-- START OF Source data --

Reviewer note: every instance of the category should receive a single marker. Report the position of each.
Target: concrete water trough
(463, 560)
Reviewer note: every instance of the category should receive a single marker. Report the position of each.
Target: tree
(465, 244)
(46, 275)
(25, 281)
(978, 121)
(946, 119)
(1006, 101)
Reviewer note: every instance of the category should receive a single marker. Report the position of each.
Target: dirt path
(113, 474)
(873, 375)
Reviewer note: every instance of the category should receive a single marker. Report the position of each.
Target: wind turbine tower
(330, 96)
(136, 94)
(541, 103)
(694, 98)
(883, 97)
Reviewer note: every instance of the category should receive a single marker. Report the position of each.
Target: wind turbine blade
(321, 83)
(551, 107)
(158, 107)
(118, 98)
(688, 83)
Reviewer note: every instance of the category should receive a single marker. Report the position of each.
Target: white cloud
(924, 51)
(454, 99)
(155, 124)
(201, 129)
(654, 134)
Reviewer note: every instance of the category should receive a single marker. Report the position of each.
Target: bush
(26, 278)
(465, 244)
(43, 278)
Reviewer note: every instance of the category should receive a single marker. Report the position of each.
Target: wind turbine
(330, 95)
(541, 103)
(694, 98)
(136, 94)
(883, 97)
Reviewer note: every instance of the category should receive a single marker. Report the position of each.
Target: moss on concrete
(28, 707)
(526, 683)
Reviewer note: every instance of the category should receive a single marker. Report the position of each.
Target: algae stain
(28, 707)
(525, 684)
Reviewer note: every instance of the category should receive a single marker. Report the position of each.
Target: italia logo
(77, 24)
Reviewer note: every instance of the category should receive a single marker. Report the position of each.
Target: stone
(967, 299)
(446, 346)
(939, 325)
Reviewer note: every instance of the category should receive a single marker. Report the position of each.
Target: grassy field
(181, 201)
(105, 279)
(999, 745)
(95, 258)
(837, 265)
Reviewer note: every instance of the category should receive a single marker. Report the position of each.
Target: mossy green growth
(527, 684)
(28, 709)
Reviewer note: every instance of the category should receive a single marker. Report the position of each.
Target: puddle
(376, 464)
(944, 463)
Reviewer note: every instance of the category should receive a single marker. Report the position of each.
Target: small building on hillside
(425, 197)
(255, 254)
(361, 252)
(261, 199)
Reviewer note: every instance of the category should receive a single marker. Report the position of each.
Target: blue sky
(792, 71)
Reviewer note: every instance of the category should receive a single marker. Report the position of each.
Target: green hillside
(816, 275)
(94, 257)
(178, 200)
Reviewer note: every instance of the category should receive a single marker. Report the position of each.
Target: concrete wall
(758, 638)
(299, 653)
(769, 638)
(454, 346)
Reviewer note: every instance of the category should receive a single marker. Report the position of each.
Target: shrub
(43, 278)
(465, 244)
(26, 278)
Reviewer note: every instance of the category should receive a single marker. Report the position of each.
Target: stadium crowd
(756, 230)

-- END OF Source data --
-- START OF Source data --

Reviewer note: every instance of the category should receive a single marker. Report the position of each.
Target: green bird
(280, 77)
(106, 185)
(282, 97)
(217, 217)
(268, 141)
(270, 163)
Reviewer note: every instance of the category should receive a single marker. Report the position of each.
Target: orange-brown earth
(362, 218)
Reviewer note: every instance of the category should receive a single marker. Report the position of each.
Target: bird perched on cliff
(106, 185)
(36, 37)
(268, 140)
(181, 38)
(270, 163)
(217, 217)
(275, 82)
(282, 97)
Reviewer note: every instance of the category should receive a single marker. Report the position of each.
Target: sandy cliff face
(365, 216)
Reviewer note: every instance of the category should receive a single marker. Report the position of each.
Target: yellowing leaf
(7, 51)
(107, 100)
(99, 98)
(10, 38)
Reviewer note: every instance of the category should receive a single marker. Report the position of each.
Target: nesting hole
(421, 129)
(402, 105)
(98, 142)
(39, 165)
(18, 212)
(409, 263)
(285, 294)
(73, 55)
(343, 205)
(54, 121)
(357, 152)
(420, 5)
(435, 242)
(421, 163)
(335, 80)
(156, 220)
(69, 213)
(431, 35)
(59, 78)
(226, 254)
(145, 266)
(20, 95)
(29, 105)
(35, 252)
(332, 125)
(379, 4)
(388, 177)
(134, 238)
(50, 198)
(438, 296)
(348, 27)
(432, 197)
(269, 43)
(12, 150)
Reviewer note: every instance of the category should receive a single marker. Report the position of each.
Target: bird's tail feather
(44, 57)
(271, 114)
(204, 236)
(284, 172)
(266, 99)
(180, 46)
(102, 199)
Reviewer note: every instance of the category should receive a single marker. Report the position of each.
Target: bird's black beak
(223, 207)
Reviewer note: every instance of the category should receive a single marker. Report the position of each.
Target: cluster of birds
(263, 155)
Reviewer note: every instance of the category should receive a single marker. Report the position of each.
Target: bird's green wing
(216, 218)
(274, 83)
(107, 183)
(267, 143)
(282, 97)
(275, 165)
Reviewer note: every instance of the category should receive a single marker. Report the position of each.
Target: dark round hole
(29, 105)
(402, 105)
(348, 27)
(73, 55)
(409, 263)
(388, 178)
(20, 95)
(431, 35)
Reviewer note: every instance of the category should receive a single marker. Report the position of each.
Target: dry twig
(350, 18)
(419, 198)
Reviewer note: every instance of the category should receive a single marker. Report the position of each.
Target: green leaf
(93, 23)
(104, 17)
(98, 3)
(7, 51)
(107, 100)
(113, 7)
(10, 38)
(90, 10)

-- END OF Source data --
-- START OF Source data --

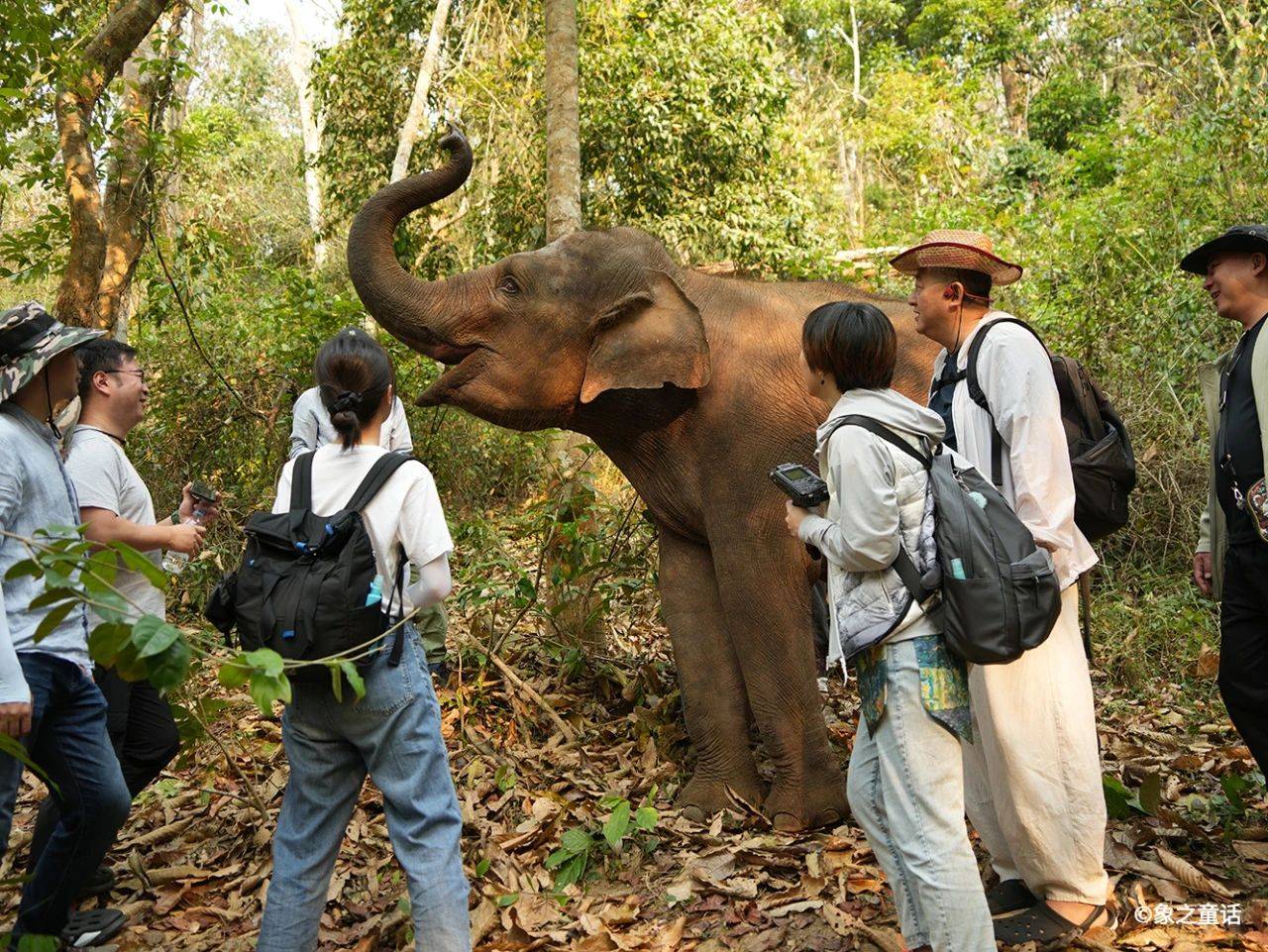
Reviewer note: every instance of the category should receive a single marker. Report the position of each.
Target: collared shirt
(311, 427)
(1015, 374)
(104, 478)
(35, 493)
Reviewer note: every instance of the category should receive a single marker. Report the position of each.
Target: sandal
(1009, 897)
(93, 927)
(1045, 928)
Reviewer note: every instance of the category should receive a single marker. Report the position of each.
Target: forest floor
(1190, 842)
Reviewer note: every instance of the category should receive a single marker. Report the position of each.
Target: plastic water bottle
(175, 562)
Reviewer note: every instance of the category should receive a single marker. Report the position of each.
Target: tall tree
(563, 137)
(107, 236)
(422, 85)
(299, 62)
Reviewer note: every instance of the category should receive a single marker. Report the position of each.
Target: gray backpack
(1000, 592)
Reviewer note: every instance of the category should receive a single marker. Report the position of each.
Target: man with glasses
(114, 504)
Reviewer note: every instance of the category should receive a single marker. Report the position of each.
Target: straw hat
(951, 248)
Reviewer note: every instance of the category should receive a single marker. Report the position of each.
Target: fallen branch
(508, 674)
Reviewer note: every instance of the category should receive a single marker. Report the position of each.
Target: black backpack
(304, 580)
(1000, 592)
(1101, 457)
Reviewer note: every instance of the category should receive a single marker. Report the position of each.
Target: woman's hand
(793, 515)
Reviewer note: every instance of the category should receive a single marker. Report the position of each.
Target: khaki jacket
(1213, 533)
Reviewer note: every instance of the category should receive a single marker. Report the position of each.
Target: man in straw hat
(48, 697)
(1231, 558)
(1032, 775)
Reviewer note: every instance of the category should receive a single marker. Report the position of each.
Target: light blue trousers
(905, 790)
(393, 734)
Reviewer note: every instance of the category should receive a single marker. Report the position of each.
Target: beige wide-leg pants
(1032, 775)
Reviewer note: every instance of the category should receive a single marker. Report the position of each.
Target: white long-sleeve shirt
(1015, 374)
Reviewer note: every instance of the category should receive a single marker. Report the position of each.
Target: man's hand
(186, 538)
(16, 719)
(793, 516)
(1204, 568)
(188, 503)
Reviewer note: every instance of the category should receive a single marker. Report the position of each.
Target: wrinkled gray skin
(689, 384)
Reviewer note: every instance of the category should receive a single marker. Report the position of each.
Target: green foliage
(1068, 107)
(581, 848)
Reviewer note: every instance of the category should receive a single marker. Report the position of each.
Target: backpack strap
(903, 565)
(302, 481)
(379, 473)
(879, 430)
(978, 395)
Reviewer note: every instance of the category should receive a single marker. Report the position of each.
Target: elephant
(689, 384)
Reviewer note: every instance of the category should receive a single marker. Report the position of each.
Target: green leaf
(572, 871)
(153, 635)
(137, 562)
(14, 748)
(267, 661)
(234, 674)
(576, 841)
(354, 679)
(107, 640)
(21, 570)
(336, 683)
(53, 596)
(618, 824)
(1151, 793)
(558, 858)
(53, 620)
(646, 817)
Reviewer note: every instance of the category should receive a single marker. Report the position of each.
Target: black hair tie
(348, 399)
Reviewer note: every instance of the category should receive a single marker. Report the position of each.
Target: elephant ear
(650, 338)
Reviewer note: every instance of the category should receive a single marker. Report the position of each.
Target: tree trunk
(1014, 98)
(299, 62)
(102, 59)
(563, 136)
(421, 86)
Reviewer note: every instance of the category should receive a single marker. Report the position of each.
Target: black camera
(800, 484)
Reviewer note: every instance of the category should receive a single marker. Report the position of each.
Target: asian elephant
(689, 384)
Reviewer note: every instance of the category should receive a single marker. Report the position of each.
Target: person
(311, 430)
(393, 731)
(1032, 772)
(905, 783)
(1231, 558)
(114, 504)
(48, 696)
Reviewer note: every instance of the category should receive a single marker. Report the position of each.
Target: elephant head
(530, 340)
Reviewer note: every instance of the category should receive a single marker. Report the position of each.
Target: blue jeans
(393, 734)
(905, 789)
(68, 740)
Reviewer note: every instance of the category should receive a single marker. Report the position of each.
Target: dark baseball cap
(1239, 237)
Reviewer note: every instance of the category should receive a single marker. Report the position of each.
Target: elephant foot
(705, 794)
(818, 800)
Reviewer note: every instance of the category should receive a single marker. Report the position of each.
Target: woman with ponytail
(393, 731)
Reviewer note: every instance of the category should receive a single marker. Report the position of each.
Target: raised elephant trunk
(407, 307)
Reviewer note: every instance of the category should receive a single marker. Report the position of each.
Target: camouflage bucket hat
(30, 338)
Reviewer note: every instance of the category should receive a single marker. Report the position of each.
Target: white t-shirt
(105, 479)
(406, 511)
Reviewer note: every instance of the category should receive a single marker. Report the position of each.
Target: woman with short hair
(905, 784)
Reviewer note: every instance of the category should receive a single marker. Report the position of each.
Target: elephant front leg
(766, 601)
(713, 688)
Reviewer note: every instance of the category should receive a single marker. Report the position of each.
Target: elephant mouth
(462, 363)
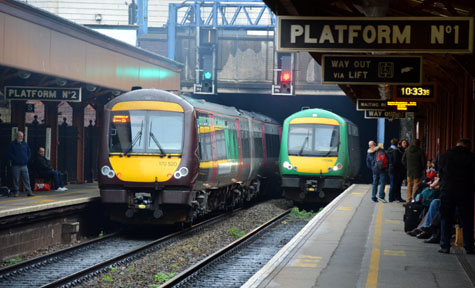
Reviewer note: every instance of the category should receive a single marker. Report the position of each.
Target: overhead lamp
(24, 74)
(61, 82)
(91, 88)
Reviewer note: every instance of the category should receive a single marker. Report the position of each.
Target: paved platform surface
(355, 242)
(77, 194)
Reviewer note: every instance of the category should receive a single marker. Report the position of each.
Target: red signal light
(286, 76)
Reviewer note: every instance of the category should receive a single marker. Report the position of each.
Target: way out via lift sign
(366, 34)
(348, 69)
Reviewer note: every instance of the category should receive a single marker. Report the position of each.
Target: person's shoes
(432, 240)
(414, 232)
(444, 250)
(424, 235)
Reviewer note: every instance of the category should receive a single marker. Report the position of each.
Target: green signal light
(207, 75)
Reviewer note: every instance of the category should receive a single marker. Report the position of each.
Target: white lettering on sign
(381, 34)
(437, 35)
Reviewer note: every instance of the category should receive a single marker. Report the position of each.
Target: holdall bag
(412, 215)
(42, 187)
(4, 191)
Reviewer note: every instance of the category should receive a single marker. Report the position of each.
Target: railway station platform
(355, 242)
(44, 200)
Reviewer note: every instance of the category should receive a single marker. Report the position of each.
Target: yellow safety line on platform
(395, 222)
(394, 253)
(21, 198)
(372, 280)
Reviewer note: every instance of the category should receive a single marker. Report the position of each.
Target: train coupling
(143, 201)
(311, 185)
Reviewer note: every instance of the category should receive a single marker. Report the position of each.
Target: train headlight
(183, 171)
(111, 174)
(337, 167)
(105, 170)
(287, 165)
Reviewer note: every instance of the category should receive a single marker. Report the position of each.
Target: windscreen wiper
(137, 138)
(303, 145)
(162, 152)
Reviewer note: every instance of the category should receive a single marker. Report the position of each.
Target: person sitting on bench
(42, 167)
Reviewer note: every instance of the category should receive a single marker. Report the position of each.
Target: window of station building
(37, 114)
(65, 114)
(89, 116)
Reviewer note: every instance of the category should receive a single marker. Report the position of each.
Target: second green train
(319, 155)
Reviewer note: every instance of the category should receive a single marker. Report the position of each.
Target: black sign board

-- END OF Source data --

## Exercise objective
Count the lines in the data above that contain the string "trunk". Matching is case-sensitive. Give only the number.

## Exercise solution
2